### Given exercise
Copy out the items in the stretch from the line containing "Task: put a single marker on each instance of the short" through the line containing "[(426, 49), (59, 242)]", requests included, and nothing else. Scale every coordinate in the answers by 0.65, rounding to whole numbers with halves rounded up.

[START Information given]

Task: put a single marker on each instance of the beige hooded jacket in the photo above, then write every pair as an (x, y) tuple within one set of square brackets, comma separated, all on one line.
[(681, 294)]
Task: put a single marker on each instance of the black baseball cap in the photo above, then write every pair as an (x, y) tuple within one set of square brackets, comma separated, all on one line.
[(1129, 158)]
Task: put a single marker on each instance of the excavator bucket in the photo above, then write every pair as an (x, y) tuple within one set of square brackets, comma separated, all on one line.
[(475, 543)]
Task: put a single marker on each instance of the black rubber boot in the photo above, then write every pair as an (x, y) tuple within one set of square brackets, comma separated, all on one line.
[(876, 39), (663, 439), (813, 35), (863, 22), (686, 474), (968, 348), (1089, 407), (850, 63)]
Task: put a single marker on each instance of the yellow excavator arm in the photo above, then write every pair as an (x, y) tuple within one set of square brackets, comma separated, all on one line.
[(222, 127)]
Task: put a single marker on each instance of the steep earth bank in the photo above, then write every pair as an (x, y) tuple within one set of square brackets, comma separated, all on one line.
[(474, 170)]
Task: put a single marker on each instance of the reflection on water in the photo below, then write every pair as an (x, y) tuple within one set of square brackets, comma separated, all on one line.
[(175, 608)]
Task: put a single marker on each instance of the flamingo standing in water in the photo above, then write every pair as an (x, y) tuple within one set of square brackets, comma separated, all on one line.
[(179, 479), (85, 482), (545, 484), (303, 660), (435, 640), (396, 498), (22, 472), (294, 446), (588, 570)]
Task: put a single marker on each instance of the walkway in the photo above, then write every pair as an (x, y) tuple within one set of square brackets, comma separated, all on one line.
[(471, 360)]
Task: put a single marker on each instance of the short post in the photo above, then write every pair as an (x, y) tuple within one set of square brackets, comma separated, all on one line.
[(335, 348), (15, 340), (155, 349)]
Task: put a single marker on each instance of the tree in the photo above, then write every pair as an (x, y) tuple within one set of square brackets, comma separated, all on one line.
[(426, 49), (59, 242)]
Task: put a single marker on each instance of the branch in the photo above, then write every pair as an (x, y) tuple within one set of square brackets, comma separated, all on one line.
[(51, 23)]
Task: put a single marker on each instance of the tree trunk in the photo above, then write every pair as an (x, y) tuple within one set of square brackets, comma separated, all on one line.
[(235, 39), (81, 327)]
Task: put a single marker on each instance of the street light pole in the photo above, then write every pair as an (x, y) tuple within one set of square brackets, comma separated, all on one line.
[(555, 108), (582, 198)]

[END Information given]

### Result of the task
Task: put a single marker on each instance of the short post in the photo above, then write every pair as an (x, y) tuple within one set of square brackets, comma separated, all on one line.
[(218, 226), (10, 221), (101, 227)]
Task: put a single marker on each instance of the tree in the photo above, then write every pair as an (x, y) tuple within one set of square brackets, comma separated, all on one line.
[(277, 32), (38, 157)]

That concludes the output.